■ Text ■
Over a series of posts I'll discuss what we have learned (maybe — maybe I'll just lazy and leave you wondering forever): why compiling Rust is slow, and/or feels slow; compile-time use cases; things we measured; things we want to measure but haven't or don't know how; ideas that improved compile times; ideas that did not improve compile times; how TiKV compile times have changed over time; suggestions for how to organize Rust projects that compile fast; and recent and future upstream improvements to compile times.

In this episode:

  • [The Spectre of Poor Rust Compile Times at PingCAP]
  • [Preview: The TiKV Compile-time Saga so far]
  • [Part 1: The Rust Compilation Model Calamity]
  • [Bootstrapping early Rust]
  • [(Un)virtuous cycles]
  • [A brief aside about compile-time use cases]
  • [Rust's designs for poor compile time]
  • [Tradeoff #1: Monomorphized generics]
  • [Testing the impact of monomorphization on compile times in Rust]
  • [Tradeoff #2: Huge compilation units]
  • [Tradeoff #3: Trait coherence and the orphan rule]
  • [Tradeoff #4: LLVM]
  • [Tradeoff #5: Batch compilation]
  • [Tradeoff #6: Build scripts]
  • [Tradeoff #7: High run-time performance]
  • [Tradeoff #8: Fixed compilation profiles]
  • [All that stuff summarized]
  • [In the next episode of The TiKV Compile-time Saga]

The Spectre of Poor Rust Compile Times at PingCAP

At PingCAP, my colleagues wrote TiKV, the storage node of our distributed database, in Rust. They did this because they wanted this most important node in the system to be fast and reliable by construction, at least to the greatest extent reasonable.

■ Items ■
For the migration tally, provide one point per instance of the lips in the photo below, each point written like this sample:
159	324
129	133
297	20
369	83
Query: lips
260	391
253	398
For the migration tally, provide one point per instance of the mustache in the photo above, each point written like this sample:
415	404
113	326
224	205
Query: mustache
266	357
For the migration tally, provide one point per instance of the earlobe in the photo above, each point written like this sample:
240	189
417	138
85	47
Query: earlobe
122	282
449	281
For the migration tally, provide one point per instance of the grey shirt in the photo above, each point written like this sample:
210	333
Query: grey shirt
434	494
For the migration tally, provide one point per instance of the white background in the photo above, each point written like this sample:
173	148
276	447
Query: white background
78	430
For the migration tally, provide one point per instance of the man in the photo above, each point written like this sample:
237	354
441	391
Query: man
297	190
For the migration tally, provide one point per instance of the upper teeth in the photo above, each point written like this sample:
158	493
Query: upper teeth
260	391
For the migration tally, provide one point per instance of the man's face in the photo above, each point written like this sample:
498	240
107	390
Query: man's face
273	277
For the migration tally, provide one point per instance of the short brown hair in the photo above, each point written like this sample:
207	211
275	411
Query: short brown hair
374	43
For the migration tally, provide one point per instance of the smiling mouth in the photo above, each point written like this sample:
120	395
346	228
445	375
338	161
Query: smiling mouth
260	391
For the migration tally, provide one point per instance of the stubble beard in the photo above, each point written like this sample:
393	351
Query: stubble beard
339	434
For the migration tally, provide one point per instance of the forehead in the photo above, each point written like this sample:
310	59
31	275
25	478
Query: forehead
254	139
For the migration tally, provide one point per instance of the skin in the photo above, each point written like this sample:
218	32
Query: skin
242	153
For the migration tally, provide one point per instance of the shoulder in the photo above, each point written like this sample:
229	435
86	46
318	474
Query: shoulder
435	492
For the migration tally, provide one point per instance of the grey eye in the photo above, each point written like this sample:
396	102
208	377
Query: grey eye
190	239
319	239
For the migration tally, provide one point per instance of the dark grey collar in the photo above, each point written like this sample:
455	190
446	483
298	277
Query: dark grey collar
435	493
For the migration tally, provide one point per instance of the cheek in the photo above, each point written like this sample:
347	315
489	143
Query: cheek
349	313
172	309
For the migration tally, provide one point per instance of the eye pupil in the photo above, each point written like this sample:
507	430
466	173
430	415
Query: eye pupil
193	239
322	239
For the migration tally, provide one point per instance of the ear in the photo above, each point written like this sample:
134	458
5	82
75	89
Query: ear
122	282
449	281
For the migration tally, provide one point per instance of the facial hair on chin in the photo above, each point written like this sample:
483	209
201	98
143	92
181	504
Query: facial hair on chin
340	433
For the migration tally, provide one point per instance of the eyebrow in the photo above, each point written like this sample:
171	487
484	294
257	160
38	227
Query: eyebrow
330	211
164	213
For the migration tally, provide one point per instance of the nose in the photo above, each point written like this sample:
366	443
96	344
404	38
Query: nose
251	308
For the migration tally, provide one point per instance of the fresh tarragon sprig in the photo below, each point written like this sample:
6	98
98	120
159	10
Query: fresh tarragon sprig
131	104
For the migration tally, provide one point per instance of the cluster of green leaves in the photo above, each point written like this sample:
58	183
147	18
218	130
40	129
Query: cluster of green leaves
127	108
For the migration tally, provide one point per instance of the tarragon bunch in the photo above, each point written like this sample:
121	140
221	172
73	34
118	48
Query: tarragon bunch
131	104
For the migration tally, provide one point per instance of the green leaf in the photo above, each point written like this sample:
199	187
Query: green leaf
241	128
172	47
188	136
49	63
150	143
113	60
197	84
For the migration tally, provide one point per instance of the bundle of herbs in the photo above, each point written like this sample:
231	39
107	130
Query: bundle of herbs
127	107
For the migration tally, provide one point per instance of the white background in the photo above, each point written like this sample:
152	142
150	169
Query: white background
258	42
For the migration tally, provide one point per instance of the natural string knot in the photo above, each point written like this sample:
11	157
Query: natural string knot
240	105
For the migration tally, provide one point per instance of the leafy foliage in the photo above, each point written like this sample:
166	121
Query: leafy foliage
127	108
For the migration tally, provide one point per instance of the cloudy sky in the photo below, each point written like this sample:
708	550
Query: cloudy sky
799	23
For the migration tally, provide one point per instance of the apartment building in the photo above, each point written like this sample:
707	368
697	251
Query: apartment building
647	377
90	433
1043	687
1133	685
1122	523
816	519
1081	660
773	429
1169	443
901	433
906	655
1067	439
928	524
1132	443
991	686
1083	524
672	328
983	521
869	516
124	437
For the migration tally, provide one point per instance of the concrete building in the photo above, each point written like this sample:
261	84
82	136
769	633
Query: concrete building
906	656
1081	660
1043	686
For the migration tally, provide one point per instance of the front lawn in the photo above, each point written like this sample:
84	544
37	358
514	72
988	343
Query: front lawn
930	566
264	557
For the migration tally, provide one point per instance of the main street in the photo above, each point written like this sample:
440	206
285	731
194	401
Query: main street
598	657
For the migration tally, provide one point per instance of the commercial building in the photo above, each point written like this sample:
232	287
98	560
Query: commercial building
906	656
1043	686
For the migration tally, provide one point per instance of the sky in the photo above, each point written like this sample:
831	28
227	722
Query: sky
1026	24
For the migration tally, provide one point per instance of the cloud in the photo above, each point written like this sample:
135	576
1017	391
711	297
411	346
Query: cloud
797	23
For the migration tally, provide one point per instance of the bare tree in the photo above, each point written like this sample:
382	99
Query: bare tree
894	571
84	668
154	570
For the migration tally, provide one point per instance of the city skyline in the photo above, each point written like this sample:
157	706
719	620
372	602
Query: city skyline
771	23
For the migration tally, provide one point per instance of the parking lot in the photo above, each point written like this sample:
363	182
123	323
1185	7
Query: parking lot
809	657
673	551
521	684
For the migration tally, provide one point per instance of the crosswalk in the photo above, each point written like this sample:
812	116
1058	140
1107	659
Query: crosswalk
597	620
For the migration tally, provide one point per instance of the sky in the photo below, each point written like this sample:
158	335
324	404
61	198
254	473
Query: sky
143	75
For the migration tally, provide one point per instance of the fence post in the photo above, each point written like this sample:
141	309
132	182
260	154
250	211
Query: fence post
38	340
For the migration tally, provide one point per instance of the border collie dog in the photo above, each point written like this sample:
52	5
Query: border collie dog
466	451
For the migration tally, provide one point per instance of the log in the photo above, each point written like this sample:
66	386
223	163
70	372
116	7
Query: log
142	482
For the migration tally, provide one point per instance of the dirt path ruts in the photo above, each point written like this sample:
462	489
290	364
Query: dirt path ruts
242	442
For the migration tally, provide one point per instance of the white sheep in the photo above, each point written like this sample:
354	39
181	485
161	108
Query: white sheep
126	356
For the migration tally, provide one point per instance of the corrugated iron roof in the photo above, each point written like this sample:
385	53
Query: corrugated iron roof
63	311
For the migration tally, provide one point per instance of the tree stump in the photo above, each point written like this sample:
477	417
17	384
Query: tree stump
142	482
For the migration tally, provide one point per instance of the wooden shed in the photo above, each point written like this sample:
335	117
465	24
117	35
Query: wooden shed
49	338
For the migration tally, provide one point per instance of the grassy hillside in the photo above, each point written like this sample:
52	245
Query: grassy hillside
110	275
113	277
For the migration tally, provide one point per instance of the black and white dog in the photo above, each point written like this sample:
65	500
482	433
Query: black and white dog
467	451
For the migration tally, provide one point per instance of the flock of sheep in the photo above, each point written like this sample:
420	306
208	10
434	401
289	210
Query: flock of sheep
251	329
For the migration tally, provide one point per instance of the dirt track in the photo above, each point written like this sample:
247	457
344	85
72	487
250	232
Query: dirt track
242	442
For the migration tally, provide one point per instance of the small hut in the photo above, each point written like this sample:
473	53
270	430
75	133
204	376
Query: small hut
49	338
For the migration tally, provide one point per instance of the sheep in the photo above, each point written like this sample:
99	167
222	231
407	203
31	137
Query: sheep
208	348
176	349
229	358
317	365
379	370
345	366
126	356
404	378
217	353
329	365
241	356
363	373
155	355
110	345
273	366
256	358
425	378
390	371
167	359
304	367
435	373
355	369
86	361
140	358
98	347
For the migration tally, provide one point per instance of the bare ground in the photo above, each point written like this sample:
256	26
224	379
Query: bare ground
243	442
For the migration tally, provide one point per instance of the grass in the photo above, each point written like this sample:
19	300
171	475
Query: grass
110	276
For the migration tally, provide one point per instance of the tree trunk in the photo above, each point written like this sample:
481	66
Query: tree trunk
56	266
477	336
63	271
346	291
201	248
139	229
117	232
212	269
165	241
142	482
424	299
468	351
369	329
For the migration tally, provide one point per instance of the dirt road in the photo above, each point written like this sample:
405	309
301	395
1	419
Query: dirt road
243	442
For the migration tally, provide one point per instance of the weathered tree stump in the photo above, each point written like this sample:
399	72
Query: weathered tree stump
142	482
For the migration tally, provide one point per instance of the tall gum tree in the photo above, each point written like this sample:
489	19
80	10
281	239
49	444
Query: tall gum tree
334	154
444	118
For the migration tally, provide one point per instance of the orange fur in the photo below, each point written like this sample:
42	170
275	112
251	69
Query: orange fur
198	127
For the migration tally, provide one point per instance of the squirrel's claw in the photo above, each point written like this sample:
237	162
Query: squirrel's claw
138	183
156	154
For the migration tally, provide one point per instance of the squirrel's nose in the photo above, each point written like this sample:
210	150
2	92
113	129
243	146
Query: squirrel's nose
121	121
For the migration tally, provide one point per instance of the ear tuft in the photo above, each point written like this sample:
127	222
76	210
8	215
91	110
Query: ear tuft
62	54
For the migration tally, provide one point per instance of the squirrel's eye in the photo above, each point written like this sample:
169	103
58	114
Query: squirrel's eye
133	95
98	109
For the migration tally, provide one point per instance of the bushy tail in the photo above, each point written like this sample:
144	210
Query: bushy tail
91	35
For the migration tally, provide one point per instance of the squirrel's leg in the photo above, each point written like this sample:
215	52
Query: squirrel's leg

■ Task prompt ■
Answer these about the post on Rust compile times:
1. What is TiKV, according to the post?
2. What is Tradeoff #4 in the episode's outline?
3. What did the PingCAP colleagues want for the node they wrote in Rust?

■ Correct response ■
1. TiKV is the storage node of PingCAP's distributed database.
2. LLVM.
3. They wanted it to be fast and reliable by construction, at least to the greatest extent reasonable.